*Problem 1*. Summarize the passage on payment-service design in two sentences.
*Problem 2*. Proceed with the passage on payment-service design from the point where it stops.

*Page*.
# # # # # # #

This class violates the OCP because every time a new type of payment is added, the switch statement must be modified. A better approach would be to create an abstract PaymentService class and have each payment type extend from it.

abstract class PaymentService {
public abstract void process();
}

class VisaPaymentService extends PaymentService {
@Override
public void process() {
// Visa processing logic
}
}

class MasterCardPaymentService extends PaymentService {
@Override
public void process() {
// MasterCardprocessing logic
}
}

class PayPalPaymentService extends PaymentService {
@Override
public void process() {
// PayPal processing logic
}
}

And now, PaymentProcessor class can accept any PaymentService object and the process method is called without modification.

class PaymentProcessor {
public void processPayment(PaymentService paymentService) {
paymentService.process();
}
}

Liskov Substitution Principle (LSP):

Liskov Substitution is a principle in object-oriented programming that states that objects of a superclass should be able to be replaced with objects of a subclass without affecting the running of the software. This is possible if the subclass adheres to the contract established by the superclass or interface.

Here's an example of how PaymentService class might look when it violates the Liskov Substitution Principle.

# # # # # # #

*Given material*.
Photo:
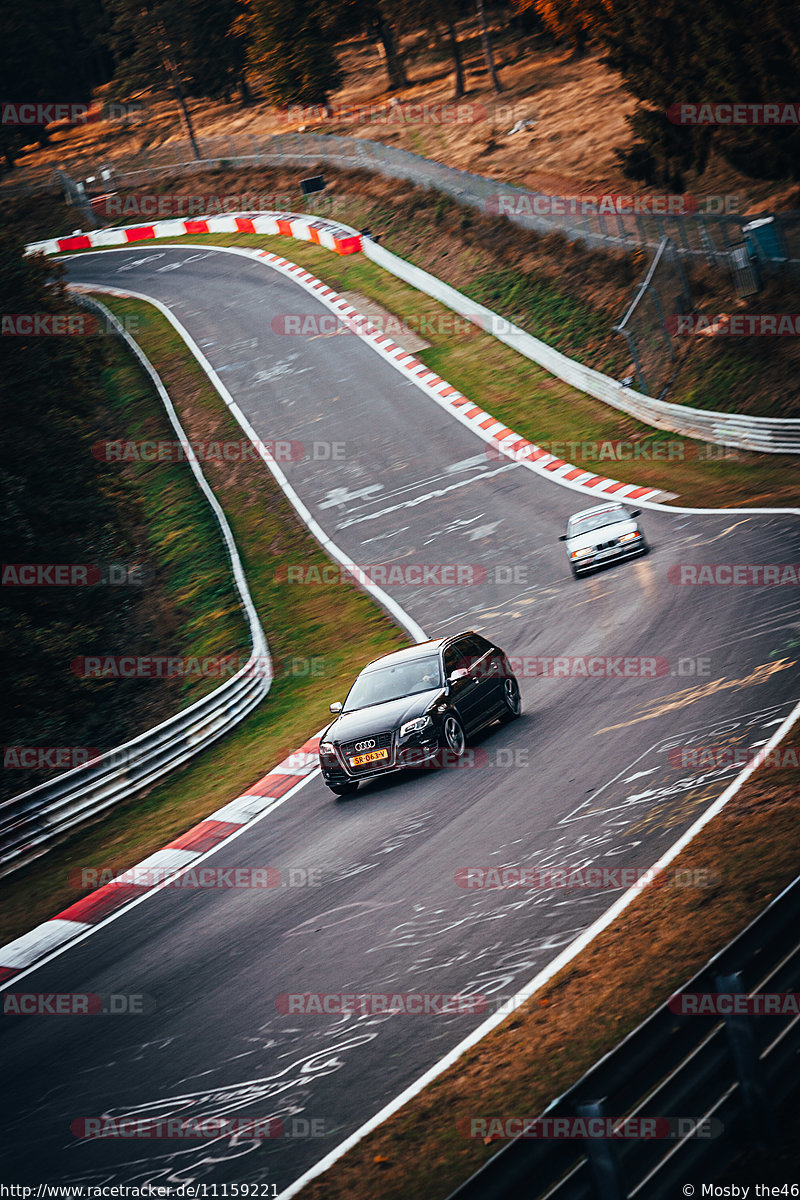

# # # # # # #

*Task answer 1*. The passage says that a class using a switch statement for payment types violates the OCP because it must be modified whenever a new payment type is added, and it proposes an abstract PaymentService class that Visa, MasterCard, and PayPal services extend so that PaymentProcessor can call process on any PaymentService without modification. It then defines the Liskov Substitution Principle as the rule that objects of a superclass should be replaceable with objects of a subclass without affecting how the software runs, which is possible when the subclass adheres to the contract of the superclass or interface.

*Task answer 2*.
abstract class PaymentService {
public abstract void validate();
}

class VisaPaymentService extends PaymentService {
@Override
public void validate() {
// Visa validate logic
}
}

class MasterCardPaymentService extends PaymentService {
@Override
public void validate() {
// MasterCard validate logic
}
}

class PayPalPaymentService extends PaymentService {
@Override
public void validate() {
throw new UnsupportedOperationException("Paypal does not have card number");
}
}

This code defines an abstract PaymentService class, and three subclasses VisaPaymentService, MasterCardPaymentService, and PayPalPaymentService that inherit from it. The PaymentService class defines an abstract validate method, which is implemented by the subclasses.

The issue with this code is that it violates the LSP. Because if a program is using the PaymentService class and calls the validate method, it may not expect that the PayPalPaymentService class will throw an exception when it is used.

To fix this violation of the LSP, the PaymentService class could be refactored to separate the validation logic for different payment types into different methods, and the PayPalPaymentService class could not implement the method for card number validation instead of throwing an exception.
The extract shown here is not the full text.